Extracted data entries:
━━━━━━
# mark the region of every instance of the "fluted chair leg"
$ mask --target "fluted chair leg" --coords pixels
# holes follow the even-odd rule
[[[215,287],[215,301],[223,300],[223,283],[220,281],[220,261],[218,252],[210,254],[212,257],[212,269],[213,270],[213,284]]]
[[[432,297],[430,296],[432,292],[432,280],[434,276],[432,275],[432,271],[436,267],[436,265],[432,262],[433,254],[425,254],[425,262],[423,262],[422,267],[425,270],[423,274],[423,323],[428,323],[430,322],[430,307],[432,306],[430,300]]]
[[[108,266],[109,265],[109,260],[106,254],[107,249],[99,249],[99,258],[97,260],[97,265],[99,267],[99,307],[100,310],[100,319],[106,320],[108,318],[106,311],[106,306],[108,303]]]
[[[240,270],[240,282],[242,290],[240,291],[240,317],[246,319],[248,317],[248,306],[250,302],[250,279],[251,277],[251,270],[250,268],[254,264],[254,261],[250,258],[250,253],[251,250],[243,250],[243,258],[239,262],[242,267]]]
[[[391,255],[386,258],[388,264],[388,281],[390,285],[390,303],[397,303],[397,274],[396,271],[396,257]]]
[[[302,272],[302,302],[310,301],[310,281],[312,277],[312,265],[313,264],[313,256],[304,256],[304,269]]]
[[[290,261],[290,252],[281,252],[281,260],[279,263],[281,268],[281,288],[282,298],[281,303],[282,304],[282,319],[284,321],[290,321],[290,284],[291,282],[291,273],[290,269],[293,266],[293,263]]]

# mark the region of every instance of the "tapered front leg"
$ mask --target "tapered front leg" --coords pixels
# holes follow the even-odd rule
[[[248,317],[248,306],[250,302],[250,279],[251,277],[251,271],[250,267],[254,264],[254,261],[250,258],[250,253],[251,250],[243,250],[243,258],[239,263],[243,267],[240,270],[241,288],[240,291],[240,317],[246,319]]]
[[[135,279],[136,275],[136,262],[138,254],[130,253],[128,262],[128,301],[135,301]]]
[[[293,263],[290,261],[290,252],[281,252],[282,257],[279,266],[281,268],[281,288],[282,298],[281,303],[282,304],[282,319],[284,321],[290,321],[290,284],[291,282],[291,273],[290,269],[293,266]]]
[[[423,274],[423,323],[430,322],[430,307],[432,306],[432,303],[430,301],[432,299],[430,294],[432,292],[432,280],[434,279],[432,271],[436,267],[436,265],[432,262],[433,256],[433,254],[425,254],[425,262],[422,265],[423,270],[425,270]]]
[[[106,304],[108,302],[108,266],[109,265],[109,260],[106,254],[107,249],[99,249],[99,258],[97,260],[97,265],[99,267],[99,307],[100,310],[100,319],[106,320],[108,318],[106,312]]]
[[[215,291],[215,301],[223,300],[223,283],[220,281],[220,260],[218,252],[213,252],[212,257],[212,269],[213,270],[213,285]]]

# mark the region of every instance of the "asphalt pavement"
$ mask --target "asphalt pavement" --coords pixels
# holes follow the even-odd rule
━━━━━━
Gather every row above that contains the string "pavement", treating uppercase and lowercase letters as different, and copy each of those rows in full.

Result of this exercise
# mark the region of every instance of the "asphalt pavement"
$ mask --target "asphalt pavement" --coords pixels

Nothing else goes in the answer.